• [Exercise materials]:

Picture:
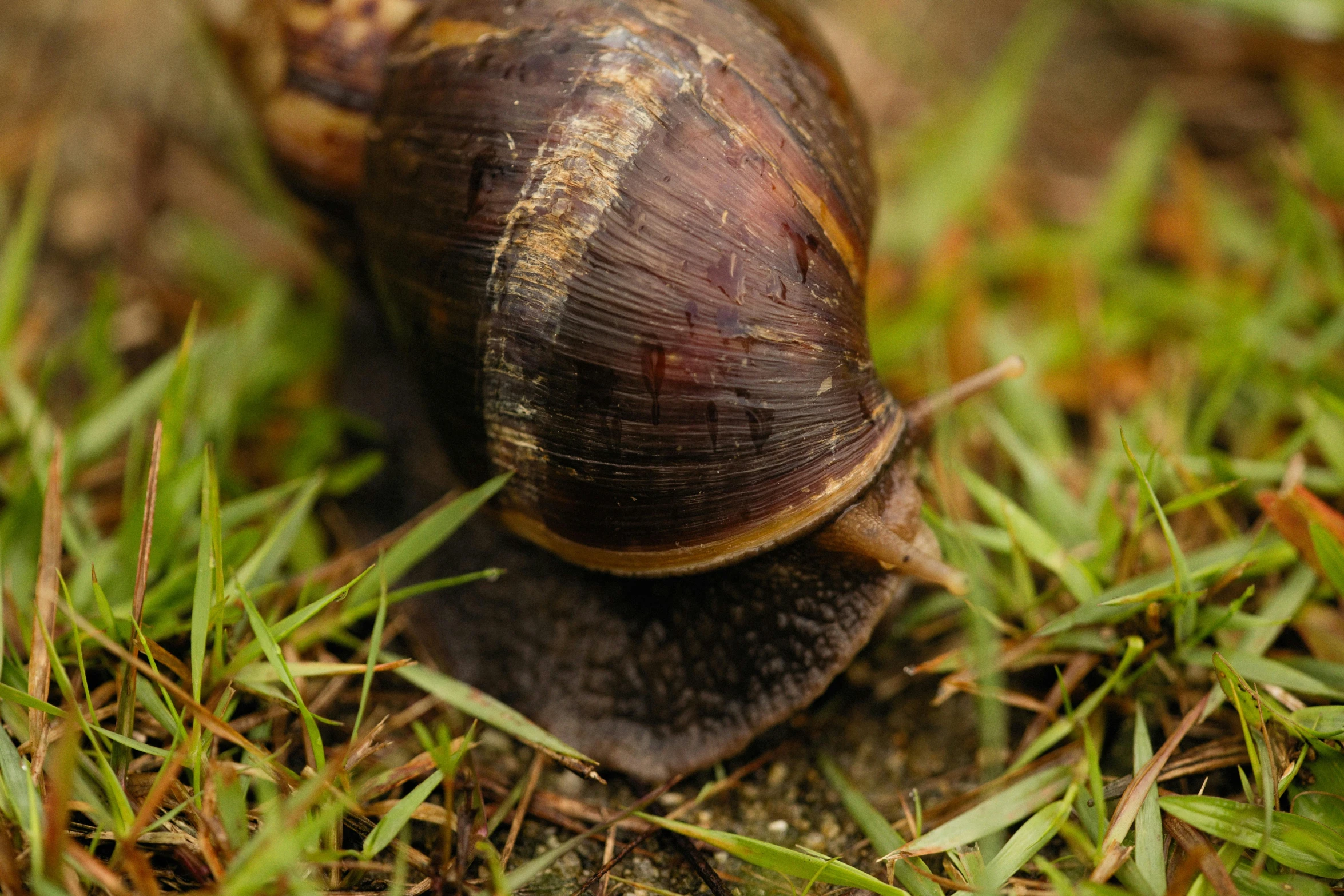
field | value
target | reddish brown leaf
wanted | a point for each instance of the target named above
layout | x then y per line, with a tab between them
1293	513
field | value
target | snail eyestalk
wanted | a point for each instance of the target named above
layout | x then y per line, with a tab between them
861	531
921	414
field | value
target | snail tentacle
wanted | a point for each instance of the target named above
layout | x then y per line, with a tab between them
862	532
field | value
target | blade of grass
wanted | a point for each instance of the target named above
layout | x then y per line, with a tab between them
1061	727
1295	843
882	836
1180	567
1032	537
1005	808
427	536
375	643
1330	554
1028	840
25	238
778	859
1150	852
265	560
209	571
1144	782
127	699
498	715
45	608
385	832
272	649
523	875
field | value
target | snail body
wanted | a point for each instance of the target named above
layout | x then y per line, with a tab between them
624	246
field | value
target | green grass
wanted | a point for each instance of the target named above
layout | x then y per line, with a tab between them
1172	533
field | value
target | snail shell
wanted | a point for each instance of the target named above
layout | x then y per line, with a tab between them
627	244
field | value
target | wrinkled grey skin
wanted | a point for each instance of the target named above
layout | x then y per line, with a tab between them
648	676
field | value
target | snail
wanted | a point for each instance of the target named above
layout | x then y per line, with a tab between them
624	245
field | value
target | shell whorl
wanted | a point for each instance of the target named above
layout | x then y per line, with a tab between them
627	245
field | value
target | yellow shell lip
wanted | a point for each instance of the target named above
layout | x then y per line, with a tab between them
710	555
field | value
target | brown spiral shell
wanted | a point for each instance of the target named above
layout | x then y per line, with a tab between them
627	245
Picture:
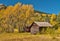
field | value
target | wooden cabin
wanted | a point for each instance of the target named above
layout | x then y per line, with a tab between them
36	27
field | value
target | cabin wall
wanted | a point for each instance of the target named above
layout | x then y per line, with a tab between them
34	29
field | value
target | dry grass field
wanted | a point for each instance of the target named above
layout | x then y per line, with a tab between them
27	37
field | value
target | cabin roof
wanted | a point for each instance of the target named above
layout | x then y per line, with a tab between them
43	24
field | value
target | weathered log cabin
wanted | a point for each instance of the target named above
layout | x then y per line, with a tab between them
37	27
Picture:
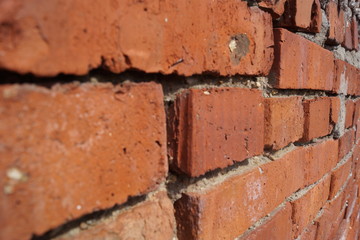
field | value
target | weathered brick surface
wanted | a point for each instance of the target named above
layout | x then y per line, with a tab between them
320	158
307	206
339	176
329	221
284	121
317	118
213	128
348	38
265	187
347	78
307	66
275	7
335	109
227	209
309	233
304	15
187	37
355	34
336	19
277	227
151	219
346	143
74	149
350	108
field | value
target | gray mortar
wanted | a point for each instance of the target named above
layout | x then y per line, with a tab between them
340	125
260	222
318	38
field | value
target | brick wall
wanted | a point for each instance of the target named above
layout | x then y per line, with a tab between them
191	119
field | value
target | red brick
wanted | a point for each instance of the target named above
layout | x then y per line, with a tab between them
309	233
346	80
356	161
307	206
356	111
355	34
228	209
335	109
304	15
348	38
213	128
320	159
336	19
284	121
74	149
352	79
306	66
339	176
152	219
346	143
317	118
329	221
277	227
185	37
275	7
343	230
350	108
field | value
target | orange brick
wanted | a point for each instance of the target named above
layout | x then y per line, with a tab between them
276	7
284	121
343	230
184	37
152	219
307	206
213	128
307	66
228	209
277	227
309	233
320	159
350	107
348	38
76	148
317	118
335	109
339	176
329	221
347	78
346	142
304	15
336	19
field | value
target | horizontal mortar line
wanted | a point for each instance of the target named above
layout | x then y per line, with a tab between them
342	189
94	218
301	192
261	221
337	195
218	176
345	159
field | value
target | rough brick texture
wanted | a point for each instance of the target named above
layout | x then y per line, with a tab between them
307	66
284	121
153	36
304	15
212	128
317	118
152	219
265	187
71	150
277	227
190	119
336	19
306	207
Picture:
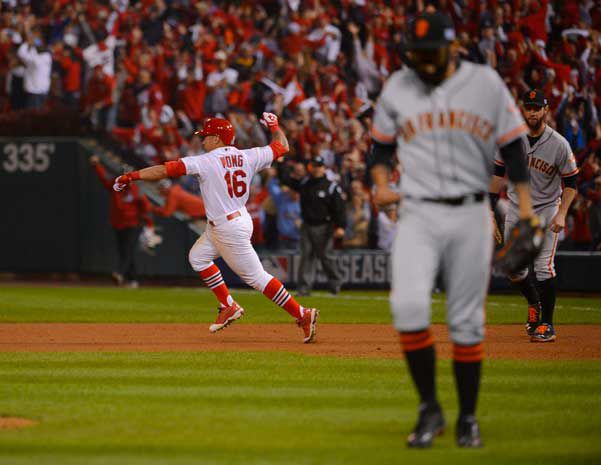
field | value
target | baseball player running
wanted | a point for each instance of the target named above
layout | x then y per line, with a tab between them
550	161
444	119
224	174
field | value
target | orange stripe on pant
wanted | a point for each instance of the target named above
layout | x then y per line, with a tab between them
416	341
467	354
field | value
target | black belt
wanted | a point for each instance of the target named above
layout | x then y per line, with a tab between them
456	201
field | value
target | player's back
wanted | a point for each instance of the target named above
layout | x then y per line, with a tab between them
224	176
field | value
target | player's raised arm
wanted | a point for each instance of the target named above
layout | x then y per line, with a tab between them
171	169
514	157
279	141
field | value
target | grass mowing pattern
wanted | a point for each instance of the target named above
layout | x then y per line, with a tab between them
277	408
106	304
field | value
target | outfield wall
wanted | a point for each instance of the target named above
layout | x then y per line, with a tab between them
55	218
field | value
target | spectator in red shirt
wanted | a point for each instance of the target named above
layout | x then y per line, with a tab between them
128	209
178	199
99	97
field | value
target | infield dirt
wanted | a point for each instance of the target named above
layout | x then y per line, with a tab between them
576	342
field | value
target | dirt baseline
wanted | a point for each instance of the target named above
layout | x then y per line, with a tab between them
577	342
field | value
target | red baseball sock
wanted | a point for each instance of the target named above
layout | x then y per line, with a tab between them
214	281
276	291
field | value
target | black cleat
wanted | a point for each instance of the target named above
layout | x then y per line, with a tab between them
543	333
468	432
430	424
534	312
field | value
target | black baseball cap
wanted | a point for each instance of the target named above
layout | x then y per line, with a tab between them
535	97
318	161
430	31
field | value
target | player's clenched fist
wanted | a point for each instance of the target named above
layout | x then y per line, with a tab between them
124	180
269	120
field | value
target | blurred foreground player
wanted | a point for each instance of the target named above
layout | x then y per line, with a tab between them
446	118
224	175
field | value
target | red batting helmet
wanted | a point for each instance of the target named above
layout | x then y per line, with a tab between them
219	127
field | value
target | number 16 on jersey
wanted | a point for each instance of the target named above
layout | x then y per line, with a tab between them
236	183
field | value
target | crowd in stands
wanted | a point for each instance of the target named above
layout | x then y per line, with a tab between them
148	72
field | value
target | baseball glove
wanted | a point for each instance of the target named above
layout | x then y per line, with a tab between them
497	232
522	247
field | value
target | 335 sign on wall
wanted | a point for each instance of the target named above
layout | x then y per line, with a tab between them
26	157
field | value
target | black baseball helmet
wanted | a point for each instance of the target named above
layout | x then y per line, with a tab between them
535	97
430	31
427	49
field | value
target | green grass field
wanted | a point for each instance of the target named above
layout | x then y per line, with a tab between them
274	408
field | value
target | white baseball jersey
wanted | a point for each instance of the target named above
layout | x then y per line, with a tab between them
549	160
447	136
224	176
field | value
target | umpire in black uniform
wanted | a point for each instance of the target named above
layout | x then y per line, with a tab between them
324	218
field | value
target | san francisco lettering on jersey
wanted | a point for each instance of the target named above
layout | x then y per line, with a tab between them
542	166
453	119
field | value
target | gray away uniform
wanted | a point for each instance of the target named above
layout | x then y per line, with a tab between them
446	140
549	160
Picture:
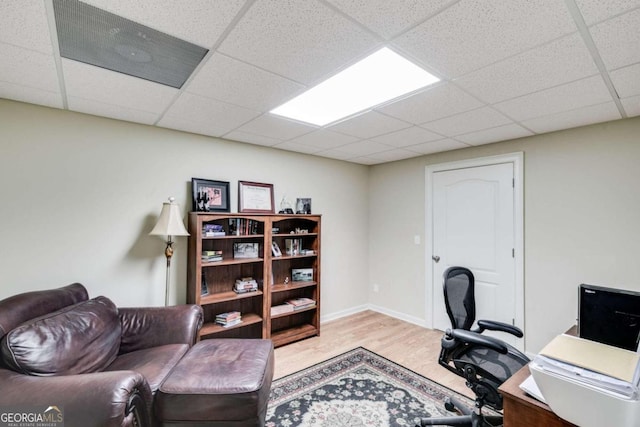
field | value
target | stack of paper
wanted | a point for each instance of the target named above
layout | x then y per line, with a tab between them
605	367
---
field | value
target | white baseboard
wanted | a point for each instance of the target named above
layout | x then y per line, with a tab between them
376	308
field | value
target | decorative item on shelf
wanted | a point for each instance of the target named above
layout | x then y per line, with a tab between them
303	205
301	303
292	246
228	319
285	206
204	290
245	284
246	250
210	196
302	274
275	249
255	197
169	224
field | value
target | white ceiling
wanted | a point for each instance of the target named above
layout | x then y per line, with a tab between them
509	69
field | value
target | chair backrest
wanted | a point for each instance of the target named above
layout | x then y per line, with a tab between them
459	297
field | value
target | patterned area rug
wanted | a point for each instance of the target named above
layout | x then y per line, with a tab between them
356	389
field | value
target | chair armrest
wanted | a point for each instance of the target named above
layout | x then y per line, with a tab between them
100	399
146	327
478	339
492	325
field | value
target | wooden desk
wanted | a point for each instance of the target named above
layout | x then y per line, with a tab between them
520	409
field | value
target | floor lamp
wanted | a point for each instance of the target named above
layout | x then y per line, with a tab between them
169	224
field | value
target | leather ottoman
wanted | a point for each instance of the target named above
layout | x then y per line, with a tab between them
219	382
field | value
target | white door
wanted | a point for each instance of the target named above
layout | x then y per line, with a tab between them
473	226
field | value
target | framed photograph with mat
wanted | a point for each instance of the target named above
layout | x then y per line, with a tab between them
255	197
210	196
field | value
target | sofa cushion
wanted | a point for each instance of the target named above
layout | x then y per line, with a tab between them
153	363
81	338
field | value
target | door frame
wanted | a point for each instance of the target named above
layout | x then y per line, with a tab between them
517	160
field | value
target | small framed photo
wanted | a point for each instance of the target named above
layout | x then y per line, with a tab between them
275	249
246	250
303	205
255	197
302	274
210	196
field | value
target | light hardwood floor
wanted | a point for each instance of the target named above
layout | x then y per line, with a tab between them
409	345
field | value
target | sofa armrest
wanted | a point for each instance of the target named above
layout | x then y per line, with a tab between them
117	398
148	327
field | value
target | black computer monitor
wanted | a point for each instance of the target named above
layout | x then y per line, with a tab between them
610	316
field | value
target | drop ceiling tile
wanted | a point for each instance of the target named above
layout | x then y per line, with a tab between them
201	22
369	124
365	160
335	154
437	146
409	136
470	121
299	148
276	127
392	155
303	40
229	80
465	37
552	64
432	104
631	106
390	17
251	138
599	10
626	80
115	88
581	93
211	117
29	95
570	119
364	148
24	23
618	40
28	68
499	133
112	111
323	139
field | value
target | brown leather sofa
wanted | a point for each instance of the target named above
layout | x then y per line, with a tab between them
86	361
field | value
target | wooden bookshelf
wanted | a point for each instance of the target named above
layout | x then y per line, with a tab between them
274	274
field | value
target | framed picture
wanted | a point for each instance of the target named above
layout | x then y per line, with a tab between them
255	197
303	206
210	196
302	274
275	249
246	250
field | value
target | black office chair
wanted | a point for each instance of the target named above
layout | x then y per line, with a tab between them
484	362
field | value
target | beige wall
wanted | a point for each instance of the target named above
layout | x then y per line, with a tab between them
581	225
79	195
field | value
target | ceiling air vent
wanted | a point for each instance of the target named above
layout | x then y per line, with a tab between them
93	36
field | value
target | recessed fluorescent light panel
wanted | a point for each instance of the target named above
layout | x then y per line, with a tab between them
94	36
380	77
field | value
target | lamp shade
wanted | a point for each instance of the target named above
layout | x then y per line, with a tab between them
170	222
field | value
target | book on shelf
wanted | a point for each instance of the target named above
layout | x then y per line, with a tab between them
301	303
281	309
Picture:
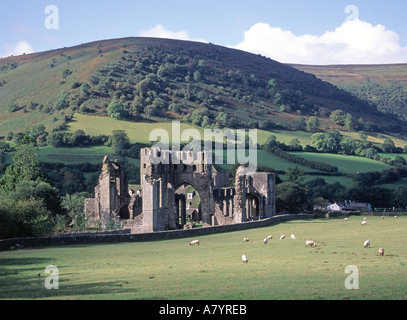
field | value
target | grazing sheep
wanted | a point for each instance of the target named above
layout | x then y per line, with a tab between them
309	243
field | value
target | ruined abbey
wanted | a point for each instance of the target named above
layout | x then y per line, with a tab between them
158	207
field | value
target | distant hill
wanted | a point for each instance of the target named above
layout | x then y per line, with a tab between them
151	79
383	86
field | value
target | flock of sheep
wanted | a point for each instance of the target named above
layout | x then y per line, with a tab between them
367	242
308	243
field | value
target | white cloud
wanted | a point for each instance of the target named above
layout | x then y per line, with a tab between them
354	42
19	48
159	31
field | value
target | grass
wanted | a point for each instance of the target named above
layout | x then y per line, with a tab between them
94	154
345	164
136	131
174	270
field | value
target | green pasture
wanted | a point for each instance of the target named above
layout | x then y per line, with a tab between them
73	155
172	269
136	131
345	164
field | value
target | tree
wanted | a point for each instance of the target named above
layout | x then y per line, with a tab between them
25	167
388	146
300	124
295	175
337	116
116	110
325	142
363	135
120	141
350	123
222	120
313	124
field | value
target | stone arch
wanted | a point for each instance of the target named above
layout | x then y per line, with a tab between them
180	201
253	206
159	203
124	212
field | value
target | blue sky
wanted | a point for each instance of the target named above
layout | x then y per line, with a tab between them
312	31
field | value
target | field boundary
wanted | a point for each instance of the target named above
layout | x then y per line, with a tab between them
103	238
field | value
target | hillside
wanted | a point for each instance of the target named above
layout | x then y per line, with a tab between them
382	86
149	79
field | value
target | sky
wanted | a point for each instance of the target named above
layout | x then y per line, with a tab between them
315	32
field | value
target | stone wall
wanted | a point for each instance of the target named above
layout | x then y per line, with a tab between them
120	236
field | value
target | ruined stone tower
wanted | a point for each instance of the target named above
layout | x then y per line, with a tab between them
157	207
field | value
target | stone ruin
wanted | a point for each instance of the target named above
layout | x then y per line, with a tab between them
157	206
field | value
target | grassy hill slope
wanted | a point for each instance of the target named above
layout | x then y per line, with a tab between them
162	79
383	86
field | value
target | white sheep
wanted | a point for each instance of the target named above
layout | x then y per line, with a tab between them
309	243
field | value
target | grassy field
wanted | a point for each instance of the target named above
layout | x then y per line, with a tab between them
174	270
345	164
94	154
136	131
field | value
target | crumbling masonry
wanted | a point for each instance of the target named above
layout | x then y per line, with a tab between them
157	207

• [Stated task]: How many lines in the material above contain the string "ceiling"? Case counts, and the reply should be the number alone.

• [Response]: 3